◆ Consegna A ◆
Nell'estratto, su quale parete stanno dipingendo il murales i due ragazzi?
◆ Consegna B ◆
Trascrivi il passo dell'estratto che comincia dalle parole "Il murales del" e si ferma dopo "vuole ricostruire l’identità.".

◆ Estratto ◆
Ricostruire in fretta
“La guerra fa schifo”. Le parole della donna risuonano nella testa. E si aggiungono a quelle di Roman Semeukha, vice capo dell’Amministrazione militare regionale, sull’urgenza di “avere materiale per pavimenti, finestre, tetti. Dobbiamo ricostruire in fretta perché speriamo che in primavera possano tornare le persone andate via”. Si parla di 25 mila abitanti fuggiti, su 50 mila prima dell’aggressione.
Il murales del Cosacchetto
Intanto dalla piazza centrale, tra la neve e il ghiaccio che fa pattinare sui marciapiedi, si intravede un’immagine fuori contesto e che in qualche modo regala speranza. Sulla parete destra di quello che era l’ufficio del sindaco, due ragazzi su un montacarichi dipingono un murales. È il Cosacchetto, personaggio dei cartoon popolare tra i bambini ucraini degli anni ’60 e ’70. Raffigura un eroe leggendario del XV-XVI secolo. Il gesto è simbolico: prima degli edifici, a Izyum si vuole ricostruire la mascotte della nazione. Si vuole ricostruire l’identità.

◆ I dati ◆

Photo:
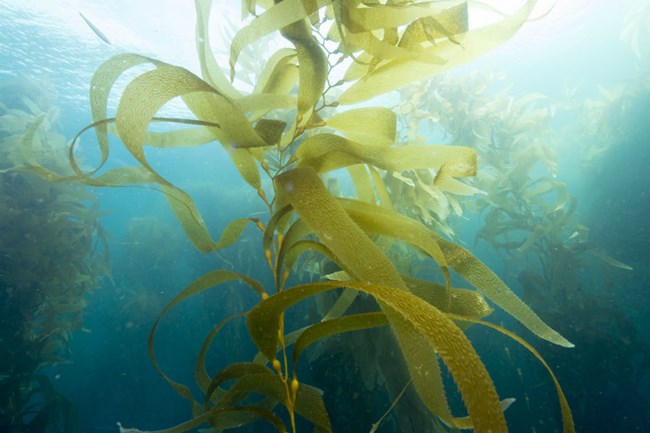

◆ Spazio risposta A ◆
Sulla parete destra di quello che era l'ufficio del sindaco.

◆ Spazio risposta B ◆
Il murales del Cosacchetto
Intanto dalla piazza centrale, tra la neve e il ghiaccio che fa pattinare sui marciapiedi, si intravede un’immagine fuori contesto e che in qualche modo regala speranza. Sulla parete destra di quello che era l’ufficio del sindaco, due ragazzi su un montacarichi dipingono un murales. È il Cosacchetto, personaggio dei cartoon popolare tra i bambini ucraini degli anni ’60 e ’70. Raffigura un eroe leggendario del XV-XVI secolo. Il gesto è simbolico: prima degli edifici, a Izyum si vuole ricostruire la mascotte della nazione. Si vuole ricostruire l’identità.